_AIM_
Copy the listing below word for word, starting at the line that contains "outline orange head wrap, every instance" and continuing through the end of the listing.

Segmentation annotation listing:
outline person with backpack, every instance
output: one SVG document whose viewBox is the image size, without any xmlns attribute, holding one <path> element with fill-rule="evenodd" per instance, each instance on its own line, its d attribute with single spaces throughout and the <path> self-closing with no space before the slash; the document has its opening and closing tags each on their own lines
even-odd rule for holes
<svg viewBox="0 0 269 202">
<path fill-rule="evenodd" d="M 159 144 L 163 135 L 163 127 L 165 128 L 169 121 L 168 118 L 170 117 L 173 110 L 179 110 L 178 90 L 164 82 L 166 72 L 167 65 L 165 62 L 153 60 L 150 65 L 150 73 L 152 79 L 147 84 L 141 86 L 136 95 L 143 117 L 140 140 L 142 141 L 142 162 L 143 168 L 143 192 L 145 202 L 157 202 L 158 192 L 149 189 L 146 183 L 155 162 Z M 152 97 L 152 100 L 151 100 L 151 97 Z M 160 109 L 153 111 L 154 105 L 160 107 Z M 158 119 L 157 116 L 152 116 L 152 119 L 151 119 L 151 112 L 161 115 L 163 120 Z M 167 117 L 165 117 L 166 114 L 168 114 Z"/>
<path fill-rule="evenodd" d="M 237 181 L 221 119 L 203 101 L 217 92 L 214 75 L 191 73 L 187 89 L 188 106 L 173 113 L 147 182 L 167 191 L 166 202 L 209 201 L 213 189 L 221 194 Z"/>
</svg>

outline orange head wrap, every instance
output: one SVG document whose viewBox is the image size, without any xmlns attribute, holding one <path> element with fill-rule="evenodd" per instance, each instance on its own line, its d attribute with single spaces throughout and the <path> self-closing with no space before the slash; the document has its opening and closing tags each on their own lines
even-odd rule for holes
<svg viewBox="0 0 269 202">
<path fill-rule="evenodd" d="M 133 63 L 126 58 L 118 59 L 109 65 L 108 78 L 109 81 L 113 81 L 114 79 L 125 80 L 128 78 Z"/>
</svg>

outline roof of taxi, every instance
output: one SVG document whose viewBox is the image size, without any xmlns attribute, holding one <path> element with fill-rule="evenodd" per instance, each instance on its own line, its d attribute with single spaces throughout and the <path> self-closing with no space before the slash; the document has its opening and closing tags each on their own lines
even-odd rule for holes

_RESULT OF THIS EXERCISE_
outline orange head wrap, every instance
output: one SVG document whose viewBox is the image size, without any xmlns attribute, holding one <path> element with fill-rule="evenodd" per instance, each instance on its own line, its d attribute with single spaces throughout and the <path> self-closing with no space before the slash; the document has its opening and closing tags each on their own lines
even-odd rule for holes
<svg viewBox="0 0 269 202">
<path fill-rule="evenodd" d="M 133 63 L 126 58 L 118 59 L 109 65 L 108 78 L 109 81 L 113 81 L 114 79 L 125 80 L 128 78 Z"/>
</svg>

outline roof of taxi, every instance
output: one SVG document whose viewBox is the image size, without any xmlns attribute, holding one <path> element with fill-rule="evenodd" per instance, each instance on its own line, its d attribute with single spaces throughout and the <path> self-closing with no space before the slash; the document has its opening and closing tags each on their own lines
even-odd rule for holes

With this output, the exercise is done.